EXTRACTED INFORMATION:
+++

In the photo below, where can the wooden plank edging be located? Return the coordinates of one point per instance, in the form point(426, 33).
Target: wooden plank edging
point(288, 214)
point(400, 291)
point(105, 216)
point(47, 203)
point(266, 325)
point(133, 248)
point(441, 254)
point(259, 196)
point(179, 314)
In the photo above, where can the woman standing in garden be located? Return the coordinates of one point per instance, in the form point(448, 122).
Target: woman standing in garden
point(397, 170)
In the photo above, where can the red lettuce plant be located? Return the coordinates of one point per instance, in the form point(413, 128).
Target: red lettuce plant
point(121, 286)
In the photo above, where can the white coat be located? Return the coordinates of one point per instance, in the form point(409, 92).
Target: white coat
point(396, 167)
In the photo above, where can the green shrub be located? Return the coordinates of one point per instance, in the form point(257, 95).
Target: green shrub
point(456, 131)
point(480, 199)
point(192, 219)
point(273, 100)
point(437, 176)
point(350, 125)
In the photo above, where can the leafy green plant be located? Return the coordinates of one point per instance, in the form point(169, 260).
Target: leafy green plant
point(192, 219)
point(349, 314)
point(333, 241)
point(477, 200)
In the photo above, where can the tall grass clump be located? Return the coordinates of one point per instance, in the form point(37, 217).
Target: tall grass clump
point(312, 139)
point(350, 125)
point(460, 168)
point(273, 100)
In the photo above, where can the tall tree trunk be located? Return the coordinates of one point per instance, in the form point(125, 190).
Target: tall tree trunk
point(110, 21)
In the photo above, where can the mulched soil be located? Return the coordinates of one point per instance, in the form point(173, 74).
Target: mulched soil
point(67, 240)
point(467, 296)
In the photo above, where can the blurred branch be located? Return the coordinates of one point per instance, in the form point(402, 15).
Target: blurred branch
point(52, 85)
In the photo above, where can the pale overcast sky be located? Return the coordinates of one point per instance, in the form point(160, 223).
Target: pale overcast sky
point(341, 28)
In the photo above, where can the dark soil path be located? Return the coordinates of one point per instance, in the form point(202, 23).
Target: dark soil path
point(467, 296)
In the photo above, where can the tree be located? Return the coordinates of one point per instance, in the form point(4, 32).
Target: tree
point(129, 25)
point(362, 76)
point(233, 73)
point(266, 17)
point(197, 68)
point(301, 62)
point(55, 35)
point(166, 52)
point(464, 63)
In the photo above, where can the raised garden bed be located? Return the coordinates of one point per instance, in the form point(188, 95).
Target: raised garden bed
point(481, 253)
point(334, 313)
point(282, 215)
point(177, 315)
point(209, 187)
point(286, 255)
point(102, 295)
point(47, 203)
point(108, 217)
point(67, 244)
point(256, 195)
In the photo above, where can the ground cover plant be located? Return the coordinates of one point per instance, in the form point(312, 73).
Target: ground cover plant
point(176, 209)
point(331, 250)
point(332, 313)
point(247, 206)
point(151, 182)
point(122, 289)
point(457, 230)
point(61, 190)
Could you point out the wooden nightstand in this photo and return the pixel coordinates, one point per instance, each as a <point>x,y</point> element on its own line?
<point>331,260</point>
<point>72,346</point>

+++

WHAT TO DO:
Output the entire listing precisely as it stands.

YOUR RESPONSE:
In the photo below, where can the wooden plank edging be located? Return the coordinates of one point per instance, in the form point(426, 33).
Target: wooden plank edging
point(288, 214)
point(400, 291)
point(105, 216)
point(47, 203)
point(266, 325)
point(133, 248)
point(441, 254)
point(259, 196)
point(179, 314)
In the photo above, where can the woman standing in garden be located? Return the coordinates of one point per instance, in the form point(448, 122).
Target: woman standing in garden
point(397, 170)
In the photo above, where can the red lettuce plant be located? Return the coordinates of one point per instance, in the form point(413, 128).
Target: red lettuce plant
point(121, 286)
In the photo above, where can the white coat be located? Return the coordinates of one point per instance, in the form point(409, 92).
Target: white coat
point(396, 167)
In the photo above, where can the green shrub be located? Return the coordinates of one point per instance, in the form point(257, 95).
Target: green shrub
point(456, 131)
point(480, 199)
point(192, 219)
point(273, 100)
point(437, 176)
point(350, 125)
In the photo above, where can the leafy green plant be located? Return the coordinates of one point per instance, in the form point(169, 260).
Target: leafy green plant
point(192, 219)
point(349, 314)
point(333, 241)
point(477, 200)
In the photo above, where can the tall grass clump be located? Return the coordinates of one point per instance, in the form point(37, 217).
Target: tall grass clump
point(312, 139)
point(350, 125)
point(460, 168)
point(273, 100)
In the photo above, where can the tall tree trunk be located? Return the coordinates of one point per instance, in the form point(125, 190).
Target: tall tree trunk
point(110, 21)
In the photo above, where can the mulched soil be located? Return the coordinates of one point per instance, in the form point(173, 74).
Target: mulched soil
point(67, 240)
point(467, 296)
In the photo above, where can the blurred branch be located? Return the coordinates of one point per instance, in the form point(402, 15).
Target: blurred branch
point(52, 85)
In the photo above, where can the pale overcast sky be located? Return the coordinates of one point per instance, in the form point(160, 223).
Target: pale overcast sky
point(341, 28)
In the photo above, where can the dark soil path be located? Return the coordinates of one point per instance, in the form point(202, 23).
Target: dark soil path
point(467, 296)
In the photo above, where can the tree be located? Return the coordinates of one point per instance, in the form point(4, 32).
Target: tree
point(129, 25)
point(362, 76)
point(233, 73)
point(266, 17)
point(197, 68)
point(301, 62)
point(55, 35)
point(166, 52)
point(464, 63)
In the photo above, where can the raised garden bed be located? Return the coordinates of one point per instance, in the form point(188, 95).
Target: raised garden bed
point(481, 253)
point(334, 313)
point(282, 215)
point(177, 315)
point(209, 187)
point(286, 255)
point(102, 295)
point(47, 203)
point(108, 217)
point(67, 244)
point(256, 195)
In the photo above, where can the ground cover plant be located? Return the coordinates of one point per instance, in the form point(312, 73).
Target: ground cover plant
point(176, 209)
point(331, 250)
point(332, 313)
point(247, 206)
point(151, 182)
point(122, 289)
point(457, 230)
point(61, 190)
Could you point out the wooden nightstand in this photo and return the pixel coordinates, one point per instance, each as a <point>x,y</point> element on its own line?
<point>331,260</point>
<point>72,346</point>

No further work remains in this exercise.